▸ Aim of the exercise
In the section below on motivation as a barrier to getting online, what did people say undermined their drive to learn new skills, including digital ones?

▸ Text section
━━━━
Barriers to access: motivation
Motivation is a foundation of digital inclusion. Without a reason to get online, it’s easy to understand how any barrier could become insurmountable. So we began all our conversations by asking people what they think people use the Internet for, and what they would use the Internet for, assuming they had access to it. An overview of the responses to that question is presented in the section on Internet use, above. In this section we’ll explore some of the ways in which a lack of motivation acts as a barrier to digital inclusion.
Lack of general hope and motivation
One of the themes to emerge in discussions was the impact on a person’s motivation generally of having little in the way of hope or aspiration for their lives. People told us low motivation and self esteem undermined motivation to learn new skills, including digital skills.
“People with low motivation and self esteem and low vision about a future they might have. There is a whole section of our population. … I’d almost call it hopelessness, but that would imply they had hope. And they didn’t have it. I don’t think they ever did have hope. … They don’t have dreams, they can’t imagine something [for themselves].” – Community education advisor, Westport
In a similar vein, a youth worker in Kawerau pointed out that some young people in his community are exposed to a wide range of harmful behaviours, and that this made accessing the Internet - or staying safe online - a low priority for them and their parents.
━━━━
▸ Source excerpt
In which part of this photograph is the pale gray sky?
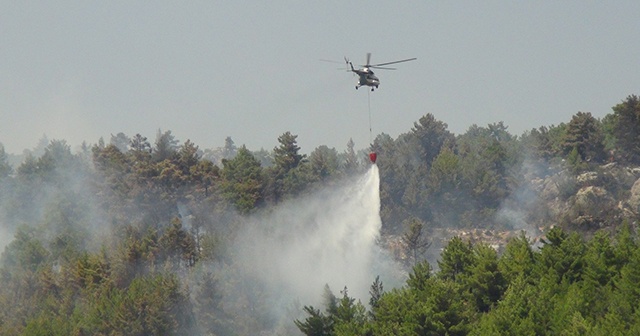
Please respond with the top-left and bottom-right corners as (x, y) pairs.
(0, 0), (640, 153)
━━━━
▸ Task result
Low motivation and low self esteem.